Text excerpt:
+ + +
SI works by lengthening and opening the patterns in the connective tissue. As a result the thickened, toughened tissue becomes soft, re-hydrated and more pliable, thus allowing movement and flexibility. Structural Integration changes the body's compensations because it organizes the imbalances in the tissue. The systematic approach to relating gravity through the myofascial layers aligns the body and improves posture. The body lengthens allowing muscles the space to work and joints the freedom to function.
What are the benefits?
Structural Integration is a very personal process. It is important to remember that because no two people are alike, their experience and the benefits will never be exactly the same. As a result of the process people often appear taller and slimmer. Some actually gain anywhere from 1/4" to over one inch in height. Feelings of discomfort or pain are often alleviated. Other often experienced benefits are greater flexibility, a feeling of lightness and fluidity, better balance, increased breathing capacity, increased energy and greater self-confidence.
Are there psychological benefits?
While Structural Integration is primarily concerned with physical changes in the body, it affects the whole person. We are made up of emotions, attitudes, belief systems and behavior patterns as well as the physical being. All are related. Align the physical structure and it will open up the individual's potential. Clients often report positive changes, stating less stress, greater self-confidence and improved ability to handle life's changes. Such changes have been reported in all age groups.
How does Structural Integration feel? (Or in the words of so many, does it hurt?!)
I find it interesting that many people who have opinions about Structural Integration being painful have never experienced the process. Much of this reputation for pain came from the early days when Structural Integration was first gaining public recognition. Since that time, the process has greatly evolved. As far as the actual experience is concerned, the area being worked will vary in sensation and feeling depending upon injuries to an area or holding of chronic stress as well as other factors. Feelings can range from pleasurable release to momentary discomfort. My goal is to make each client's experience one of self empowerment. This process is yours not mine. We will work together at your level and pace.
Does Structural Integration last?
Yes, but keep in mind however, as life changes, bodies change in response. All injuries, accidents, lengthy illnesses and emotional stress may necessitate additional work.
+ + +
Data below:

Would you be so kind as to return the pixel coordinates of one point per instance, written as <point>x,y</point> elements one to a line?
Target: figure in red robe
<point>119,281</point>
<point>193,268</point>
+ + +
Parts of the exercise:
**A)** According to the Structural Integration excerpt, how much height do some people gain?
**B)** Transcribe the Structural Integration excerpt from "While Structural Integration" up to and including "does it hurt?!)".
Draw only on the Structural Integration excerpt.

Responses to the exercise:
**A)** Anywhere from 1/4" to over one inch.

**B)**
While Structural Integration is primarily concerned with physical changes in the body, it affects the whole person. We are made up of emotions, attitudes, belief systems and behavior patterns as well as the physical being. All are related. Align the physical structure and it will open up the individual's potential. Clients often report positive changes, stating less stress, greater self-confidence and improved ability to handle life's changes. Such changes have been reported in all age groups.
How does Structural Integration feel? (Or in the words of so many, does it hurt?!)